• EXERCISE MATERIALS
⟨

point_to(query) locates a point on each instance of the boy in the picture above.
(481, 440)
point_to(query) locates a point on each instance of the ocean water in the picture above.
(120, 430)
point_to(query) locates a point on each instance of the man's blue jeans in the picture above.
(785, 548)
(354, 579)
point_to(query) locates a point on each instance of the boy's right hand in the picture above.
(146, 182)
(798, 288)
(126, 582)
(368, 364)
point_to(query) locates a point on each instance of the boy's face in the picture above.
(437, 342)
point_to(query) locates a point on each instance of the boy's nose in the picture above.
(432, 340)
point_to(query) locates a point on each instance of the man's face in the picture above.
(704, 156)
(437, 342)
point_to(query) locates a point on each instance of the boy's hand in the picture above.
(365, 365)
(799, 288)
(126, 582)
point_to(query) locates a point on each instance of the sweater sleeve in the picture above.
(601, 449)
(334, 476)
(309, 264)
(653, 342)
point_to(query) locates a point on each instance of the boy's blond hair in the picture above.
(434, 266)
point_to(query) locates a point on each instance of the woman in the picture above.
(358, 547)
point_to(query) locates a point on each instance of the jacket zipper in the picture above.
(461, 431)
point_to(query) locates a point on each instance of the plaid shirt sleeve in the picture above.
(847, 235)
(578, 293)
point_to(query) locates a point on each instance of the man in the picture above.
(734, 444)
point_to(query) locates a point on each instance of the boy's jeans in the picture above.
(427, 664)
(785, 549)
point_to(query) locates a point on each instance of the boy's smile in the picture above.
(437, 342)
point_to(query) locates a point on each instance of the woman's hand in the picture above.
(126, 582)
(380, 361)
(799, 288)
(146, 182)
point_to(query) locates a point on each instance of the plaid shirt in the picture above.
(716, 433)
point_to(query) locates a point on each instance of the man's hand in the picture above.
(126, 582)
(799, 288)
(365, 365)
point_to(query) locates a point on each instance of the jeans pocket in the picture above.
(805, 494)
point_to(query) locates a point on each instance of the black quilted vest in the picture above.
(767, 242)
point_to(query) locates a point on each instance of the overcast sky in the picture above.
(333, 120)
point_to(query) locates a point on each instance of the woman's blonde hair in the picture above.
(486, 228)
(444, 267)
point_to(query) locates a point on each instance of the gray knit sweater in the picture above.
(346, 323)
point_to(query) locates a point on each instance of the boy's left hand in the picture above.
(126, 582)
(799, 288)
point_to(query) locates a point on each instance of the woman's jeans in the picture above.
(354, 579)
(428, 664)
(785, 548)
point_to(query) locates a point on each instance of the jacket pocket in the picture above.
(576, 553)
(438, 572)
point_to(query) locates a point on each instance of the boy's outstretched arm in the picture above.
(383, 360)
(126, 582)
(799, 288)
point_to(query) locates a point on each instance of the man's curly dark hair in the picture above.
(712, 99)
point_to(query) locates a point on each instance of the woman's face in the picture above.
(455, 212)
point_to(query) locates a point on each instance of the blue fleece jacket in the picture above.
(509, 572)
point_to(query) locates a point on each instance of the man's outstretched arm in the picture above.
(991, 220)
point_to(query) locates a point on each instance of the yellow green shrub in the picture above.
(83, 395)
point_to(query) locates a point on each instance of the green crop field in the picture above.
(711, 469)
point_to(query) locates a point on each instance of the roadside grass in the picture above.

⟩

• EXERCISE
Nothing should be left out when the listing is retyped exactly.

• TASK ANSWER
point_to(query) locates a point on each instance of the boy in the picture above.
(481, 440)
point_to(query) locates a point on each instance of the ocean water in the picture above.
(120, 430)
point_to(query) locates a point on each instance of the man's blue jeans in the picture above.
(785, 548)
(354, 579)
point_to(query) locates a point on each instance of the boy's right hand in the picture above.
(146, 182)
(798, 288)
(126, 582)
(368, 364)
point_to(query) locates a point on each instance of the boy's face in the picture above.
(437, 342)
point_to(query) locates a point on each instance of the boy's nose in the picture above.
(432, 340)
point_to(query) locates a point on each instance of the man's face in the picture above.
(704, 156)
(437, 342)
point_to(query) locates a point on each instance of the boy's hand in the picture above.
(365, 365)
(799, 288)
(126, 582)
point_to(query) locates a point on each instance of the sweater sleeve in the picture above.
(601, 449)
(334, 476)
(309, 264)
(653, 342)
point_to(query) locates a point on each instance of the boy's blond hair in the picture above.
(434, 266)
point_to(query) locates a point on each instance of the woman in the picture above.
(358, 547)
point_to(query) locates a point on each instance of the jacket zipper in the picture above.
(461, 431)
point_to(query) locates a point on each instance of the plaid shirt sleeve in the picture above.
(847, 235)
(578, 293)
point_to(query) locates a point on each instance of the man in the picture above.
(734, 444)
point_to(query) locates a point on each instance of the boy's jeans in the picture above.
(427, 664)
(785, 549)
point_to(query) locates a point on each instance of the boy's smile in the picture above.
(437, 342)
point_to(query) locates a point on each instance of the woman's hand in the picture above.
(126, 582)
(380, 361)
(799, 288)
(146, 182)
point_to(query) locates a point on each instance of the plaid shirt in the picture above.
(716, 433)
point_to(query) locates a point on each instance of the man's hand in the picture above.
(126, 582)
(799, 288)
(365, 365)
point_to(query) locates a point on each instance of the jeans pocket in the picture above.
(805, 494)
point_to(query) locates a point on each instance of the black quilted vest in the picture above.
(767, 242)
point_to(query) locates a point on each instance of the overcast sky in the picture above.
(333, 120)
point_to(query) locates a point on each instance of the woman's blonde hair in the picture above.
(486, 228)
(444, 267)
point_to(query) locates a point on each instance of the gray knit sweater in the picture above.
(346, 323)
point_to(query) locates a point on each instance of the boy's left hand in the picture above.
(126, 582)
(799, 288)
point_to(query) locates a point on each instance of the woman's jeans in the picture above.
(354, 579)
(428, 664)
(785, 548)
point_to(query) locates a point on each instance of the jacket pocket in the picture above.
(576, 553)
(438, 572)
point_to(query) locates a point on each instance of the boy's outstretched arm in the picture above.
(383, 360)
(126, 582)
(799, 288)
point_to(query) locates a point on each instance of the man's curly dark hair in the picture above.
(712, 99)
point_to(query) locates a point on each instance of the woman's face in the picture above.
(455, 212)
point_to(query) locates a point on each instance of the blue fleece jacket in the picture above.
(509, 572)
point_to(query) locates a point on each instance of the man's outstretched arm in the picture above.
(991, 220)
point_to(query) locates a point on each instance of the yellow green shrub in the picture above.
(83, 395)
point_to(query) locates a point on each instance of the green crop field in the picture above.
(711, 469)
point_to(query) locates a point on each instance of the roadside grass in the picture above.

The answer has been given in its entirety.